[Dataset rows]

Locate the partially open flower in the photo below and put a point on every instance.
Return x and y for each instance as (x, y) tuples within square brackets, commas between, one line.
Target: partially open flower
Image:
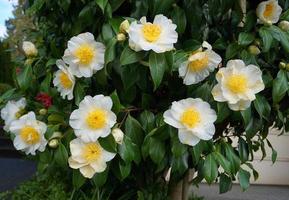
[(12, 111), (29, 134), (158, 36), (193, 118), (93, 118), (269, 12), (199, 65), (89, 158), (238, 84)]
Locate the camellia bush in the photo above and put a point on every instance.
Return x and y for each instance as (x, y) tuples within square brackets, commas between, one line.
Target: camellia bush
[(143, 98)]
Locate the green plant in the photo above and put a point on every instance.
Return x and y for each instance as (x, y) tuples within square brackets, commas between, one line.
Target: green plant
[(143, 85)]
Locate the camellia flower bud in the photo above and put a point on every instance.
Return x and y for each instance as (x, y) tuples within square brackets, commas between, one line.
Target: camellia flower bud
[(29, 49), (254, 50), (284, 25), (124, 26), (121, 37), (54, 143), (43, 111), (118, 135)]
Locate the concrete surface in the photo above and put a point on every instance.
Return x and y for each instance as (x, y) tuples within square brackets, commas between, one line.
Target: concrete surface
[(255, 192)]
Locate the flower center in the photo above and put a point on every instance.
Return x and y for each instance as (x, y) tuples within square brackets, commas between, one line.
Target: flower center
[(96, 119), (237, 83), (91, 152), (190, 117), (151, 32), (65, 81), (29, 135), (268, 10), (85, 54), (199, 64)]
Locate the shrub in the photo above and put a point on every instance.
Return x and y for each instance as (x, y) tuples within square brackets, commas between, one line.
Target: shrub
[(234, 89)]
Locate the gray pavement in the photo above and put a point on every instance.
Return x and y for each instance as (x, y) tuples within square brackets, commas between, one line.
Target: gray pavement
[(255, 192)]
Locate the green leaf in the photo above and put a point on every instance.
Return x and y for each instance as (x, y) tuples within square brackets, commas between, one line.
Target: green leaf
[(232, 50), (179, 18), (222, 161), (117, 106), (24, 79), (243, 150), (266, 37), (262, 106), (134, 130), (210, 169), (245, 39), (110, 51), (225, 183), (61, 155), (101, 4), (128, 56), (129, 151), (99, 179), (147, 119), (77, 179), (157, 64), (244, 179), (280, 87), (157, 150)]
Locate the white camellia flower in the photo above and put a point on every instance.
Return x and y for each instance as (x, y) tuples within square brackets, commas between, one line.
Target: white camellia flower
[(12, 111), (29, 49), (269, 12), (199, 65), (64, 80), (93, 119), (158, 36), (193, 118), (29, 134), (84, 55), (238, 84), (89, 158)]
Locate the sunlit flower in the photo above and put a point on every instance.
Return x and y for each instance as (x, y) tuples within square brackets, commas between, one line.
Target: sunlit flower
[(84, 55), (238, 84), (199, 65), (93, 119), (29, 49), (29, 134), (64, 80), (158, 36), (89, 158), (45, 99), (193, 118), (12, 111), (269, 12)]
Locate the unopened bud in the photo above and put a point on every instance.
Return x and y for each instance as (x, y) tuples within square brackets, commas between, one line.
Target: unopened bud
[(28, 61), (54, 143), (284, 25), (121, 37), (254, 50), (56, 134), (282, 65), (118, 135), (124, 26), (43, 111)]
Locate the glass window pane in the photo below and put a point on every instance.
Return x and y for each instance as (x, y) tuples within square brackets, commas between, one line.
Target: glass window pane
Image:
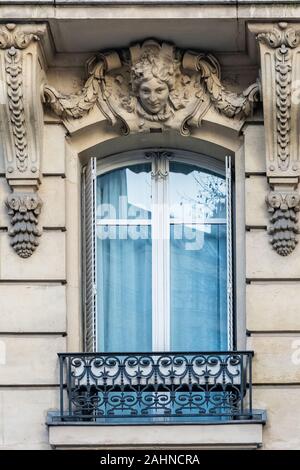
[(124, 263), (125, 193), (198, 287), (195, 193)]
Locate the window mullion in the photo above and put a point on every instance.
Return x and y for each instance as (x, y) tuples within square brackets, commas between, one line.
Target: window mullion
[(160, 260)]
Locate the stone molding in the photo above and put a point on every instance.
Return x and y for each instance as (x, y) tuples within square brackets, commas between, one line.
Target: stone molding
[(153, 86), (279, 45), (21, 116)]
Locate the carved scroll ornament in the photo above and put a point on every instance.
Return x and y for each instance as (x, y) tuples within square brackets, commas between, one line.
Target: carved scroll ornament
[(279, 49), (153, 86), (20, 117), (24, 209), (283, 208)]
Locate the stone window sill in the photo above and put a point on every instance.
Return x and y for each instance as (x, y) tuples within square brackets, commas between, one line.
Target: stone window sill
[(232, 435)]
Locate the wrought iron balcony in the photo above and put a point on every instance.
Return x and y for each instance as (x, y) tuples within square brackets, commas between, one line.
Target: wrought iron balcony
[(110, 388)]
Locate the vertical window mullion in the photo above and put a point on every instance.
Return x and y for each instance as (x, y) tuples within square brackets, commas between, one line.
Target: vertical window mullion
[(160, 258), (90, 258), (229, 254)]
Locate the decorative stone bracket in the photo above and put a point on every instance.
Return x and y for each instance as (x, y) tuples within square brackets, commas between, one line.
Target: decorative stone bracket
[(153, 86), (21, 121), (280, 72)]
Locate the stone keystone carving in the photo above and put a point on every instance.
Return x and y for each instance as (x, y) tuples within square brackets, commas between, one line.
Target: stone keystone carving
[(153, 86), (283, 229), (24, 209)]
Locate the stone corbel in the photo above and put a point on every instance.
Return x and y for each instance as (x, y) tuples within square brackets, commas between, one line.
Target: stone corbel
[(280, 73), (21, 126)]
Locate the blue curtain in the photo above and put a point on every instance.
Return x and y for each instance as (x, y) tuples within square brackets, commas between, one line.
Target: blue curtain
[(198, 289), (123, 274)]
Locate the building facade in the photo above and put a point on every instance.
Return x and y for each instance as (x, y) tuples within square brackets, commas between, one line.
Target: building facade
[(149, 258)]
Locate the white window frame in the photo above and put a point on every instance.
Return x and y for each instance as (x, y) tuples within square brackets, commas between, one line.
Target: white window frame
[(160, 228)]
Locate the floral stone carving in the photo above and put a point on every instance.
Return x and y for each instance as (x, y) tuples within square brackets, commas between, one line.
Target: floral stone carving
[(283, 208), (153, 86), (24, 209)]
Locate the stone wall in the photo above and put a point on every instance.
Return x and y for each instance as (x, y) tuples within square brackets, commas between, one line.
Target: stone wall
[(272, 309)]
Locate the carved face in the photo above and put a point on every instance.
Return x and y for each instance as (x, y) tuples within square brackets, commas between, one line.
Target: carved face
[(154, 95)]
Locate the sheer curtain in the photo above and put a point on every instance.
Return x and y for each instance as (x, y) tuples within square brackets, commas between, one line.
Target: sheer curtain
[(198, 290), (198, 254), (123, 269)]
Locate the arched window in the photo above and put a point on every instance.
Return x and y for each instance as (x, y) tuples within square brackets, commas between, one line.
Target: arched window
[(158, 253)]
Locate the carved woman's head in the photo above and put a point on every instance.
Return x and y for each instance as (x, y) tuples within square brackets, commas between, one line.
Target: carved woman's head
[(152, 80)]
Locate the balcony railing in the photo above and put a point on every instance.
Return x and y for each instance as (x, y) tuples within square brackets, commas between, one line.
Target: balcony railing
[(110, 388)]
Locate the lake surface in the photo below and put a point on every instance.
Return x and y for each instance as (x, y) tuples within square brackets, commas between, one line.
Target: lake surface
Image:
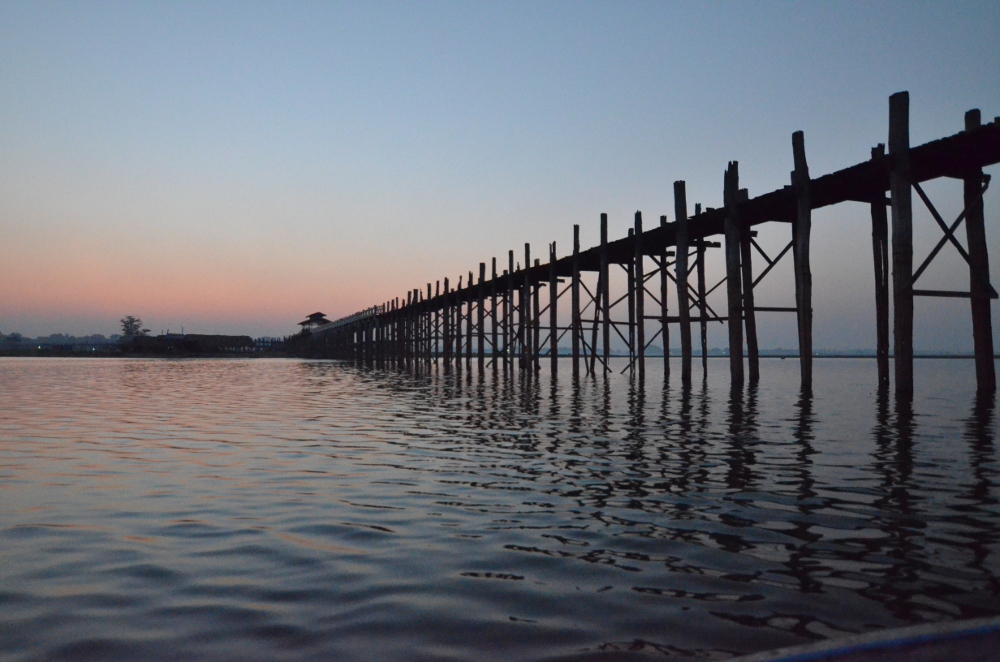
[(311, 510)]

Aim =>
Reformat all of the records above as a numbered list, dropping any blank lines. Omit the pictures from your answer.

Exercise solution =>
1. Locate the partially open flower in the photo below and put a point on every instance.
2. Return x and y for each instance as (x, y) tuples within square brackets, commas between, one line.
3. Target: partially open flower
4. Image:
5. [(12, 111), (29, 134), (158, 36), (193, 118), (93, 118), (269, 12), (199, 65), (89, 158), (238, 84)]
6. Locate the camellia bush in the photo above and put a point on every instance.
7. Return x and y for each instance as (x, y) tuples within square brackets, commas between, one line.
8. Target: camellia bush
9. [(143, 98)]
10. Locate the green plant in the photo above and put a point on every instance.
11. Return x and y for each instance as (x, y) tuples within square brackets, commas between, one line.
12. Target: green plant
13. [(143, 85)]
14. Locate the camellia flower bud in the photo above and put a point on every instance.
15. Return x and y for each instance as (x, y) tuples within square brackets, commas between, one line.
16. Target: camellia flower bud
17. [(29, 49), (254, 50), (284, 25), (124, 26), (121, 37), (54, 143), (43, 111), (118, 135)]
18. Locate the concrete surface in the photo above and put a point on every instance.
19. Return x and y for each instance as (x, y) tuples within square brackets, commas between, one line.
20. Target: concrete surface
21. [(255, 192)]
22. Locate the flower center in the photo above and put a point on every instance.
23. Return x and y for each instance as (x, y) tuples within square brackets, commas between, one line.
24. Target: flower center
25. [(96, 119), (237, 83), (91, 152), (190, 117), (151, 32), (65, 81), (29, 135), (268, 10), (85, 54), (199, 64)]
26. Locate the shrub in the photo above and put a point on every instance.
27. Return x and y for each instance as (x, y) tuples within square brackets, commas between, one line.
28. Target: shrub
29. [(234, 89)]
30. Locate the gray pavement in the photo above and put a point on every instance.
31. Return x and y for each instance as (x, y) tuples within square brackets, commas between, one line.
32. Target: gray pavement
33. [(255, 192)]
34. Locate the green leaf in the photo above and put a point on every instance.
35. Return x and y for each instance as (x, y) tuples within square brackets, commas between, one line.
36. Target: green leaf
37. [(232, 50), (179, 18), (222, 161), (117, 106), (24, 79), (243, 150), (266, 37), (262, 106), (134, 130), (210, 169), (245, 39), (110, 51), (225, 183), (61, 155), (101, 4), (128, 56), (129, 151), (99, 179), (147, 119), (77, 179), (157, 64), (244, 179), (280, 87), (157, 150)]
38. Locate the white camellia flower in the photo above and put a point on every instance.
39. Return x and y for each instance as (x, y) tuples within square brackets, commas between, one line.
40. Target: white camellia flower
41. [(12, 111), (29, 49), (269, 12), (199, 65), (64, 80), (93, 119), (158, 36), (193, 118), (29, 134), (84, 55), (238, 84), (89, 158)]
42. Locate the sunlit flower in the photo above and put a point on every instance.
43. Return x and y for each instance as (x, y) tuples within square brackets, commas between, one line.
44. Target: sunlit flower
45. [(84, 55), (238, 84), (199, 65), (93, 119), (29, 49), (29, 134), (64, 80), (158, 36), (89, 158), (45, 99), (193, 118), (12, 111), (269, 12)]
46. Locate the unopened bud in the photo above and put a point on every instance.
47. Return x and y for each instance as (x, y) tuples within square brackets, commas between, one line.
48. Target: unopened bud
49. [(28, 61), (54, 143), (284, 25), (121, 37), (254, 50), (56, 134), (282, 65), (118, 135), (124, 26), (43, 111)]
50. Locate the glass window pane in the photo below and put a point on every instance.
51. Return x and y for each instance as (x, y) tuples within square brackets, commas between, one line.
52. Target: glass window pane
53. Image:
54. [(124, 263), (125, 193), (198, 287), (195, 193)]
55. Locate the window mullion in the photo above and put a point on every instance.
56. Return x and y for each instance as (x, y) tuples within square brackets, commas between, one line.
57. Target: window mullion
58. [(160, 260)]
59. Locate the stone molding in the photo above and put a point on every instance.
60. Return x and y for each instance as (x, y) tuples within square brackets, commas between, one line.
61. Target: stone molding
62. [(153, 86), (279, 45), (21, 116)]
63. Locate the carved scroll ornament in the photo above and put a point on every instance.
64. Return x and y for each instance as (x, y) tuples within square brackets, commas between, one line.
65. Target: carved scroll ornament
66. [(279, 49), (153, 86), (20, 117), (24, 209), (283, 208)]
67. Locate the stone window sill in the photo above and put a point on every instance.
68. Return x and y for each instance as (x, y) tuples within square brackets, commas between, one line.
69. Target: stone window sill
70. [(232, 435)]
71. Locate the wrought iron balcony in the photo above and put a point on every instance.
72. Return x and y for each instance as (x, y) tuples within square brackets, commas between, one line.
73. Target: wrought iron balcony
74. [(110, 388)]
75. Locate the vertical window mullion in the photo above and put a point on every instance.
76. Return x and y for each instance as (x, y) tuples within square brackets, commas between, one line.
77. Target: vertical window mullion
78. [(160, 258), (90, 258), (229, 254)]
79. Locate the decorative stone bracket in the photo above and put a point on every instance.
80. Return x and y for each instance as (x, y) tuples within square brackets, commas between, one line.
81. Target: decorative stone bracket
82. [(153, 86), (21, 121), (280, 72)]
83. Locate the stone keystone carving in the photo above and put a point on every instance.
84. Return x and y for each instance as (x, y) tuples within square brackets, commas between, one line.
85. Target: stone keystone carving
86. [(153, 86), (283, 229), (24, 209)]
87. Locate the stone corbel in the photo above and put a point on every instance.
88. Return x and y for each instance as (x, y) tuples within square brackets, commas between, one line.
89. Target: stone corbel
90. [(280, 73), (21, 126)]
91. Locate the blue curtain in the photo above and put a point on every instance.
92. Return x and y for each instance as (x, y) tuples within square brackets, commas between, one line.
93. Target: blue curtain
94. [(198, 289), (123, 274)]
95. Locate the building facade in the photo above and put a point on every instance.
96. Return x and y for each instance as (x, y) tuples within square brackets, commas between, one line.
97. Target: building facade
98. [(149, 258)]
99. Locate the white window frame in the photo above and put a point on every instance.
100. Return x and y for each instance as (x, y) tuples within square brackets, commas between, one line.
101. Target: white window frame
102. [(160, 228)]
103. Locate the floral stone carving in the photo above and put a point on every instance.
104. Return x and y for each instance as (x, y) tuples within square brackets, commas between, one line.
105. Target: floral stone carving
106. [(283, 208), (153, 86), (24, 209)]
107. Locate the stone wall in the photo above and put a point on every instance.
108. Return x and y for each instance as (x, y) tuples within square brackets, commas between, one line.
109. Target: stone wall
110. [(272, 309)]
111. Locate the carved face in the photo above and put a point on every instance.
112. Return x and y for each instance as (x, y) tuples within square brackets, commas between, one line.
113. Target: carved face
114. [(154, 95)]
115. Locate the sheer curtain in the photo above and put a point on every instance.
116. Return x and y for each instance as (x, y) tuples within square brackets, commas between, one line.
117. Target: sheer curtain
118. [(198, 290), (198, 254), (123, 269)]
119. Locate the arched window in the photo above and put a point on every instance.
120. Return x and y for each instance as (x, y) tuples within square brackets, commas between, one line.
121. Target: arched window
122. [(158, 253)]
123. Locate the carved woman's head in the photo above and put a point on every instance.
124. Return x and y for each instance as (x, y) tuples within square brackets, commas between, one line.
125. Target: carved woman's head
126. [(152, 80)]
127. Locate the balcony railing in the photo above and put a point on every instance.
128. Return x and y for each instance as (x, y) tuples within square brackets, commas between, one line.
129. Target: balcony railing
130. [(110, 388)]
131. Locate the lake surface in the photo below and put a point on every instance.
132. Return x and y for each instance as (x, y) tuples within square brackets, commas between, one line.
133. Target: lake surface
134. Image:
135. [(311, 510)]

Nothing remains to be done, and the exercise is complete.